§ **Work to complete**:
Give the line containing "Need: a point" again, exactly, along with all later lines of the entries, through the last one.

(Stored dataset items)
>>>

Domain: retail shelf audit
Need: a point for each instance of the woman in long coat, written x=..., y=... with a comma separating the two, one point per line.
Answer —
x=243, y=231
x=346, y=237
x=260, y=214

<<<

§ **Your solution**:
Need: a point for each instance of the woman in long coat, written x=..., y=... with a comma separating the two, one point per line.
Answer —
x=243, y=231
x=346, y=237
x=260, y=214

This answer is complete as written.